>> START

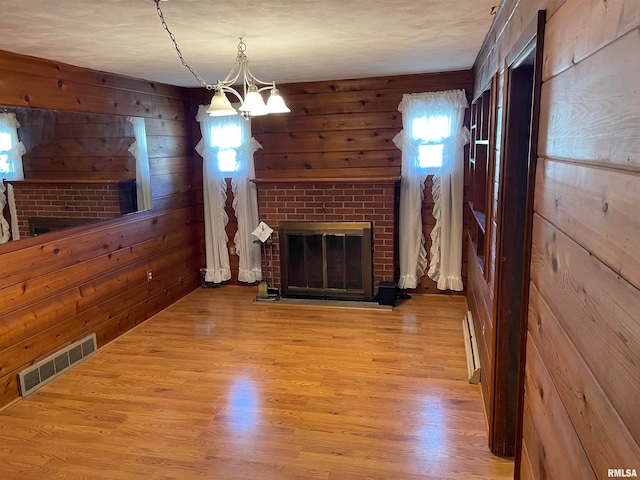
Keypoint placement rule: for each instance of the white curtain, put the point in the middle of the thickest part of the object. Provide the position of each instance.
(229, 135)
(432, 121)
(11, 151)
(245, 204)
(140, 152)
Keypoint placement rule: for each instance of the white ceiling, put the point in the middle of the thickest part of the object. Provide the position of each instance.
(287, 40)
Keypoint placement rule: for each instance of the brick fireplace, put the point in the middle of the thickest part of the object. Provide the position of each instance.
(345, 200)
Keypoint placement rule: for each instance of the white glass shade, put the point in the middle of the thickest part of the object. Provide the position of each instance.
(276, 104)
(253, 103)
(220, 106)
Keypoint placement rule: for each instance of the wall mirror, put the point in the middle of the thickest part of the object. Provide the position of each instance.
(77, 168)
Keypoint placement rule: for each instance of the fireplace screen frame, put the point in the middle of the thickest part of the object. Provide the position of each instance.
(363, 230)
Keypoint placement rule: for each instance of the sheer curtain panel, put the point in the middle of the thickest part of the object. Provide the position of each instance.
(432, 142)
(227, 148)
(11, 151)
(140, 152)
(215, 195)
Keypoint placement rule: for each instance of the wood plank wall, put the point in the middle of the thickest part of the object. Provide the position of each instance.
(59, 287)
(343, 129)
(582, 384)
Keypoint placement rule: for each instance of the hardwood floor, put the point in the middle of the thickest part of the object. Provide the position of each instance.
(220, 387)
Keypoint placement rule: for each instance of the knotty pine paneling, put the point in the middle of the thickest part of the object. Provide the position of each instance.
(547, 430)
(56, 288)
(598, 311)
(583, 398)
(584, 267)
(591, 112)
(597, 205)
(342, 129)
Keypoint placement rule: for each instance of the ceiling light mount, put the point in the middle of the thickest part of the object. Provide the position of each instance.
(252, 103)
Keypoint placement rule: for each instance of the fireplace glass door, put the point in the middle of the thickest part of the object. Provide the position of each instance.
(326, 259)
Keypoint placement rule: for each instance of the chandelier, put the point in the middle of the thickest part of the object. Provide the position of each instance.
(251, 102)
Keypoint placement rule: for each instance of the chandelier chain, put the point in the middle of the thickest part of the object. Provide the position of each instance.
(200, 80)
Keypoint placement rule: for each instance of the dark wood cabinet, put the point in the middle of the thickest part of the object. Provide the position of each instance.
(481, 173)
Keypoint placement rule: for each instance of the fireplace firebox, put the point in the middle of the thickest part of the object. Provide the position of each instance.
(330, 260)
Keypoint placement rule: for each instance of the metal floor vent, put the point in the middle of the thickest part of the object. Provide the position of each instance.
(34, 377)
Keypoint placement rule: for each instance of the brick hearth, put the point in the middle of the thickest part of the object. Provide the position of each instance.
(361, 201)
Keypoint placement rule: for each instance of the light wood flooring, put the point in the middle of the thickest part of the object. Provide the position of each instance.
(218, 386)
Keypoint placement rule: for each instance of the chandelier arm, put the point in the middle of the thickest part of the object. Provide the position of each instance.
(200, 80)
(224, 88)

>> END

Task directions
Give back exactly the lines from the line containing "Keypoint placement rule: for each instance of the dark" to the end of the entries, and no other lines.

Task response
Keypoint placement rule: for each instance of the dark wood cabinet, put the point in the middle of the thickest part of the object. Provide the position of each instance.
(481, 173)
Keypoint placement rule: for each instance of the fireplace firebox, put the point in the middle of the thickest part of the object. Provide the position of each instance.
(330, 260)
Keypoint placement rule: for each instance of the metal floor vent, put the point in the middle of the thickest part of the object. Provide the position of each instance.
(34, 377)
Keypoint placement rule: for each instance of the brick hearth, put the point in the middle of the thickest part of the object. Provide the position of each instance.
(361, 201)
Keypoint placement rule: for each instance of the light wood flooring, put the point in the middle of the thickest part of the object. Provide the position of each instance.
(218, 386)
Keypoint placement rule: for each instance of the chandelier arm, put the point in the middle of the thickest part of the object. Provide the position of each instance.
(200, 80)
(224, 88)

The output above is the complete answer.